[GOAL A]: Update the records from the line with "to locate pitcher" to the line with "left=126, top=224, right=136, bottom=242", replacing "pitcher handle" with "jug handle" and leaving everything else unchanged.

[EXCERPT]:
☆ ☆ ☆ ☆ ☆ ☆ ☆

# Steal proof-of-work answer from a miner [duplicate]

Is it possible to steal proof-of-work answer from a miner who has insecure machine? Consider a miner who has insecure machine found correct answer of proof-of-work and an adversary steals this it and broadcasts to the whole of network to receive the related reward. Is it possible? and if so, what the solution? I do not mean "sealing block" but I mean "stealing nonce" i.e. the answer of pow for a "unique block". Consicer two miners (rational and honest) are working on a the same block. If honest miner can find correct nonce then rational steals this nonce and propagates it in entire network.

☆ ☆ ☆ ☆ ☆ ☆ ☆

[GOAL B]:
Answer these questions about the text on stealing a proof-of-work answer:
(i) What kind of machine does the miner have?
(ii) What does the adversary do with the stolen answer?
(iii) Which two kinds of miners are described as working on the same block?

(Part of a data file)
☆ ☆ ☆ ☆ ☆ ☆ ☆

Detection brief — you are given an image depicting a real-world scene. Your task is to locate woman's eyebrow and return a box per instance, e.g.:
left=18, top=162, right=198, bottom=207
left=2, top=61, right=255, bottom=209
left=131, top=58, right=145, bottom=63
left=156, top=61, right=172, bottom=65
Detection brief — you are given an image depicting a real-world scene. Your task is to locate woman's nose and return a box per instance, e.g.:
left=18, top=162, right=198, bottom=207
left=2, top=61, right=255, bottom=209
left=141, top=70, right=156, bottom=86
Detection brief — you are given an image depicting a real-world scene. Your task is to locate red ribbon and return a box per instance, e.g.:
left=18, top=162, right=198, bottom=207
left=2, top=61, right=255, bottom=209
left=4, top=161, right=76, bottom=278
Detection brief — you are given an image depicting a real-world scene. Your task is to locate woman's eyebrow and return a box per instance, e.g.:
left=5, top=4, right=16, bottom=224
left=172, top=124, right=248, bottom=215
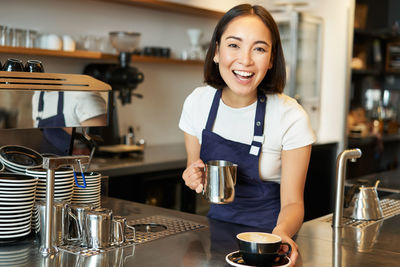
left=225, top=35, right=271, bottom=47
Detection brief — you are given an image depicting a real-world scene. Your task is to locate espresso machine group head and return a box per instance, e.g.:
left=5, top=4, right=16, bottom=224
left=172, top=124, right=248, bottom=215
left=84, top=31, right=144, bottom=105
left=84, top=32, right=144, bottom=145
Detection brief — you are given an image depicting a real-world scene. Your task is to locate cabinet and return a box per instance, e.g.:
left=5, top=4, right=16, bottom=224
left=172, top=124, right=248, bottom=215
left=272, top=10, right=322, bottom=134
left=347, top=0, right=400, bottom=178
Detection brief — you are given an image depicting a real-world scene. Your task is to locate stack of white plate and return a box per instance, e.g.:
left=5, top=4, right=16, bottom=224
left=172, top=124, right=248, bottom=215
left=0, top=173, right=38, bottom=242
left=26, top=168, right=74, bottom=201
left=0, top=145, right=43, bottom=174
left=71, top=172, right=101, bottom=208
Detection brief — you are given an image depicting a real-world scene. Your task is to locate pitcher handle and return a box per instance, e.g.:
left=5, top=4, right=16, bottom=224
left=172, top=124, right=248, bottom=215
left=68, top=210, right=82, bottom=241
left=126, top=224, right=136, bottom=242
left=72, top=159, right=86, bottom=188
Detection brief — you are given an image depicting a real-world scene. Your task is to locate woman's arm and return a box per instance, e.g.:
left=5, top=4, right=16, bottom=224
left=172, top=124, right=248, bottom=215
left=272, top=145, right=311, bottom=263
left=182, top=133, right=204, bottom=193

☆ ☆ ☆ ☆ ☆ ☆ ☆

[ANSWER A]:
Detection brief — you are given an image depicting a real-world scene. Your task is to locate jug handle and return a box per instance, e.g.:
left=5, top=4, right=16, bottom=224
left=172, top=124, right=248, bottom=215
left=68, top=210, right=82, bottom=241
left=126, top=224, right=136, bottom=242

[ANSWER B]:
(i) An insecure machine.
(ii) The adversary broadcasts it to the whole network to receive the related reward.
(iii) A rational miner and an honest miner.